(Coordinate annotation entries)

****

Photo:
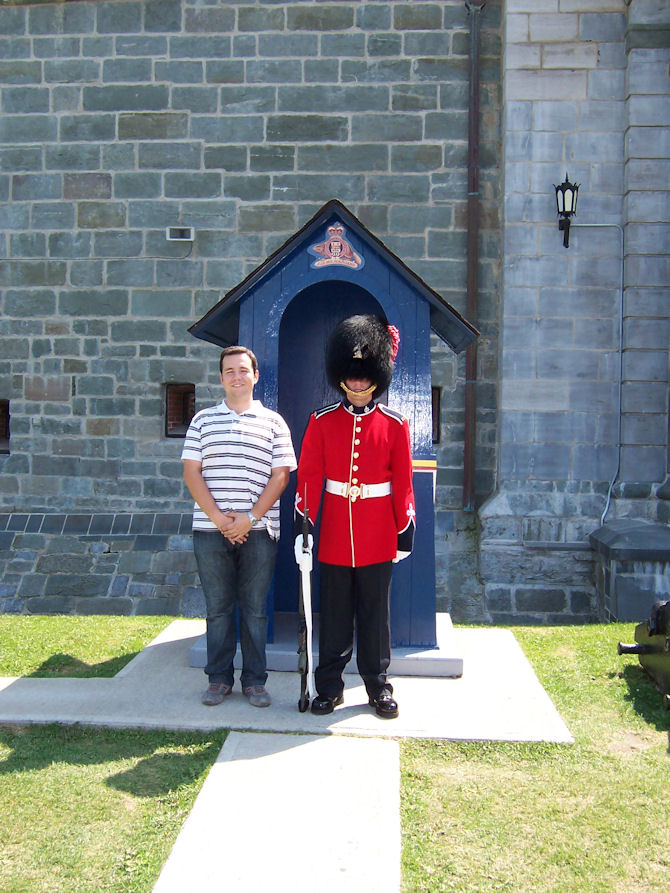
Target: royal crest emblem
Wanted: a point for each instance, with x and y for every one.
(336, 251)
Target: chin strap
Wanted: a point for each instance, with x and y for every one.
(365, 393)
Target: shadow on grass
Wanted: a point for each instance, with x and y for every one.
(61, 665)
(166, 760)
(646, 698)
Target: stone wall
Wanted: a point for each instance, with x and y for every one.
(98, 563)
(584, 402)
(240, 120)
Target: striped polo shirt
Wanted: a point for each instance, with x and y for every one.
(237, 454)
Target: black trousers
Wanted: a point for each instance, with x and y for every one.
(349, 594)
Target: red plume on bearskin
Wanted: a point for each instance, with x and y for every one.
(362, 347)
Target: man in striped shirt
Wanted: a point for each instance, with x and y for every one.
(237, 459)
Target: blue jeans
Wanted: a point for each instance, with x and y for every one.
(235, 575)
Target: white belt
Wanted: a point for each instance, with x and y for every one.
(356, 491)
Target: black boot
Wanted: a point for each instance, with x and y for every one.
(384, 703)
(321, 706)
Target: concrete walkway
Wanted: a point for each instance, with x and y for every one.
(260, 820)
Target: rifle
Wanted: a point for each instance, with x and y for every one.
(305, 620)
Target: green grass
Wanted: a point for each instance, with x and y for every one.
(92, 809)
(87, 810)
(593, 816)
(52, 646)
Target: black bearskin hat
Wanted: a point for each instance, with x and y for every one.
(361, 347)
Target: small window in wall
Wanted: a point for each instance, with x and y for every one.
(4, 426)
(436, 394)
(179, 408)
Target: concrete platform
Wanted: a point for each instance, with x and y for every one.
(444, 660)
(259, 822)
(498, 697)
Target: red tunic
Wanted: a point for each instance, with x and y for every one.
(372, 447)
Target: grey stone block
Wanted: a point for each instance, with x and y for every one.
(319, 18)
(166, 15)
(166, 125)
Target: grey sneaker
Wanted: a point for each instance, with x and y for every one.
(215, 694)
(257, 695)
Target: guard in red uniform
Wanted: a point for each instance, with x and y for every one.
(361, 450)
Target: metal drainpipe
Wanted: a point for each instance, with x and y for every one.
(474, 8)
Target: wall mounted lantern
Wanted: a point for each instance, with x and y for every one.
(566, 206)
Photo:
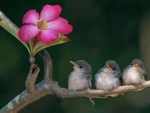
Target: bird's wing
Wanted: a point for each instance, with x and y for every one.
(90, 78)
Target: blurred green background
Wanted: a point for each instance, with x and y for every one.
(103, 30)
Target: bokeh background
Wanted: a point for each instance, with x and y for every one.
(103, 30)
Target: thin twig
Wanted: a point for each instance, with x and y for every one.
(47, 64)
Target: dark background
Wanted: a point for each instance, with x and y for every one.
(103, 30)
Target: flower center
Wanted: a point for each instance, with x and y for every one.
(42, 24)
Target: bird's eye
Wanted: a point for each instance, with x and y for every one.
(80, 66)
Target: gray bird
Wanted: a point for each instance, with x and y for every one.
(107, 77)
(80, 78)
(134, 74)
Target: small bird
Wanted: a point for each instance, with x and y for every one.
(134, 74)
(107, 77)
(80, 78)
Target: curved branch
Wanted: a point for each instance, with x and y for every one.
(47, 64)
(93, 92)
(26, 98)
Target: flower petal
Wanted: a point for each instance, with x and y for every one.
(50, 13)
(31, 17)
(27, 32)
(48, 36)
(61, 25)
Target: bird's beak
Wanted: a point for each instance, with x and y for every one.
(108, 67)
(73, 63)
(136, 65)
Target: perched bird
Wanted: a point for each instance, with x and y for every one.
(107, 77)
(134, 74)
(80, 78)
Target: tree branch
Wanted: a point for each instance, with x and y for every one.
(48, 86)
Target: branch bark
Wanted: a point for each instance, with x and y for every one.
(48, 86)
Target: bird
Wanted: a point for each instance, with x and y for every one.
(108, 77)
(135, 73)
(81, 77)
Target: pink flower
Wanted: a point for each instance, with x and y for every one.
(45, 26)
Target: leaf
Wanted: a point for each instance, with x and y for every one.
(12, 30)
(60, 40)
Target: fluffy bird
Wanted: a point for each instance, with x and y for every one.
(134, 74)
(108, 77)
(80, 78)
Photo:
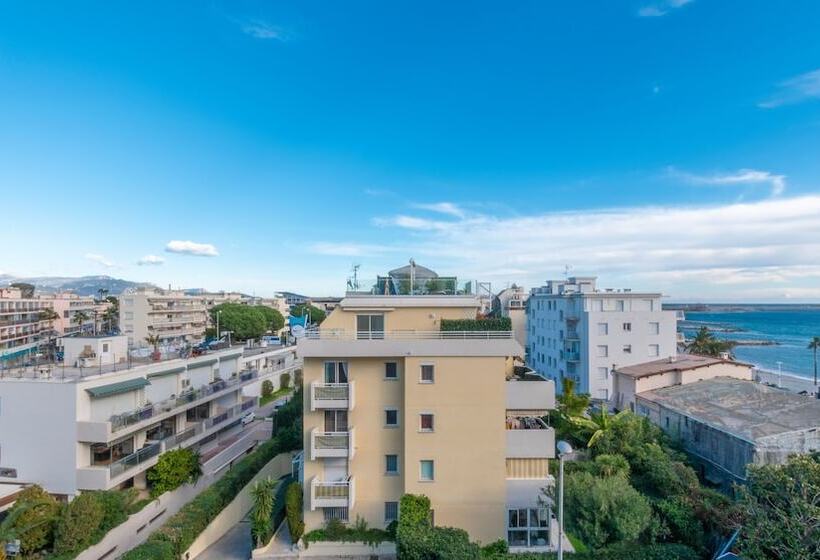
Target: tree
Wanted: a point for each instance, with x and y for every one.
(315, 315)
(814, 346)
(781, 505)
(31, 520)
(244, 321)
(274, 320)
(262, 494)
(80, 318)
(78, 524)
(604, 511)
(173, 469)
(706, 344)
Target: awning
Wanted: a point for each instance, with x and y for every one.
(165, 372)
(118, 388)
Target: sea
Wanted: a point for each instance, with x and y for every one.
(789, 327)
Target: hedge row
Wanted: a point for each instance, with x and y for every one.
(182, 529)
(488, 324)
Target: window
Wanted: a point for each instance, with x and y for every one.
(391, 512)
(335, 372)
(370, 327)
(428, 373)
(528, 527)
(391, 370)
(427, 470)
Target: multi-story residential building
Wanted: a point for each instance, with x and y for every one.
(100, 427)
(172, 315)
(393, 405)
(581, 332)
(21, 324)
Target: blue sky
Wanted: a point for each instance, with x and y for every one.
(261, 146)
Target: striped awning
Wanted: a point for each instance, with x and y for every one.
(118, 388)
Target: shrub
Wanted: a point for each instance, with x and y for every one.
(79, 523)
(489, 324)
(293, 511)
(173, 469)
(267, 389)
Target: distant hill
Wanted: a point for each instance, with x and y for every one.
(83, 285)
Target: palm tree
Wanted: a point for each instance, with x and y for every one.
(598, 423)
(80, 317)
(814, 346)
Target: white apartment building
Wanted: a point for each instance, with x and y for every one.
(21, 325)
(71, 429)
(579, 331)
(172, 315)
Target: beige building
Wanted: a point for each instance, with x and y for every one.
(172, 315)
(393, 405)
(680, 370)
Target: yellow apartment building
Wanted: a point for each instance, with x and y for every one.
(394, 405)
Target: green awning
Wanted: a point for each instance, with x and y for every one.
(118, 388)
(165, 372)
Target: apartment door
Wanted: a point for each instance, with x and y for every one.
(335, 420)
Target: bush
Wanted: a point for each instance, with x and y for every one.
(489, 324)
(293, 511)
(267, 389)
(79, 522)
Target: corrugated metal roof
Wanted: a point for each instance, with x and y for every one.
(118, 388)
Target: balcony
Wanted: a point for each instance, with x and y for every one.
(332, 395)
(332, 494)
(529, 438)
(332, 444)
(349, 343)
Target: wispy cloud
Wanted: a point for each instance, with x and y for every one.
(100, 259)
(260, 29)
(442, 208)
(795, 90)
(661, 8)
(192, 248)
(759, 249)
(740, 177)
(150, 260)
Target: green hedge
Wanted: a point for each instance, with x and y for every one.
(489, 324)
(180, 531)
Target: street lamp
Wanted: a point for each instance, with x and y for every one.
(564, 449)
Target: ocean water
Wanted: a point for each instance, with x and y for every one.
(792, 329)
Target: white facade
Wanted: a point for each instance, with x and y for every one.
(171, 315)
(578, 331)
(70, 429)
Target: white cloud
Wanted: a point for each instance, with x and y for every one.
(739, 177)
(259, 29)
(100, 259)
(148, 260)
(447, 208)
(192, 248)
(662, 8)
(731, 250)
(795, 90)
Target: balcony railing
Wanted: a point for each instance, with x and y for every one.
(342, 334)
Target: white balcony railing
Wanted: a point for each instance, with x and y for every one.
(340, 493)
(332, 395)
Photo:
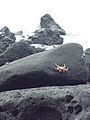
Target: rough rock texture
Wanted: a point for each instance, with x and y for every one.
(16, 51)
(86, 56)
(47, 37)
(47, 103)
(48, 22)
(37, 70)
(6, 38)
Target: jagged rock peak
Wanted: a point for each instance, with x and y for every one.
(48, 22)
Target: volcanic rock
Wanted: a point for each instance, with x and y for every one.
(46, 103)
(38, 70)
(86, 56)
(48, 22)
(6, 38)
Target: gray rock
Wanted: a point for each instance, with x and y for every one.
(37, 70)
(6, 38)
(48, 22)
(7, 35)
(47, 37)
(86, 56)
(16, 51)
(47, 103)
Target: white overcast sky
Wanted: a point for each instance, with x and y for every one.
(72, 15)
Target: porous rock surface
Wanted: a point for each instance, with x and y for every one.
(6, 38)
(86, 56)
(46, 103)
(37, 70)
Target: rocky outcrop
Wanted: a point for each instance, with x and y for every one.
(48, 22)
(16, 51)
(86, 56)
(47, 37)
(49, 33)
(47, 103)
(37, 70)
(6, 38)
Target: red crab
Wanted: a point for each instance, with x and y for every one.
(61, 69)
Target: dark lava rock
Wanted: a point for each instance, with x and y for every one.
(48, 22)
(46, 103)
(37, 70)
(86, 56)
(47, 37)
(6, 38)
(16, 51)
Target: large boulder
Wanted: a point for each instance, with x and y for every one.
(48, 103)
(37, 70)
(48, 22)
(16, 51)
(6, 38)
(47, 37)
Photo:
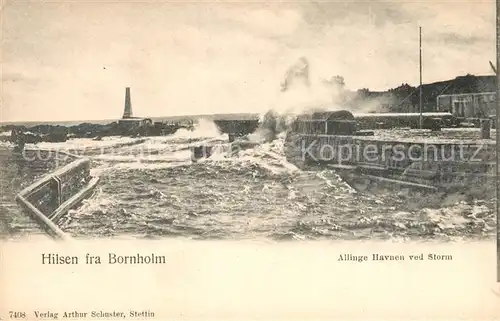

****

Print the lines above word for word, beginning with the line containing "Target: dark lava rock" and continuing through the end of the entries. Omit the pictures from your answer.

Target: dark lava rock
Wanted: a point for each instance, with x and y for every one.
(48, 22)
(46, 103)
(37, 70)
(86, 56)
(47, 37)
(6, 38)
(16, 51)
Target: large boulder
Wanted: a point for each instance, with x and y for every one.
(48, 103)
(37, 70)
(48, 22)
(16, 51)
(6, 38)
(47, 37)
Photo:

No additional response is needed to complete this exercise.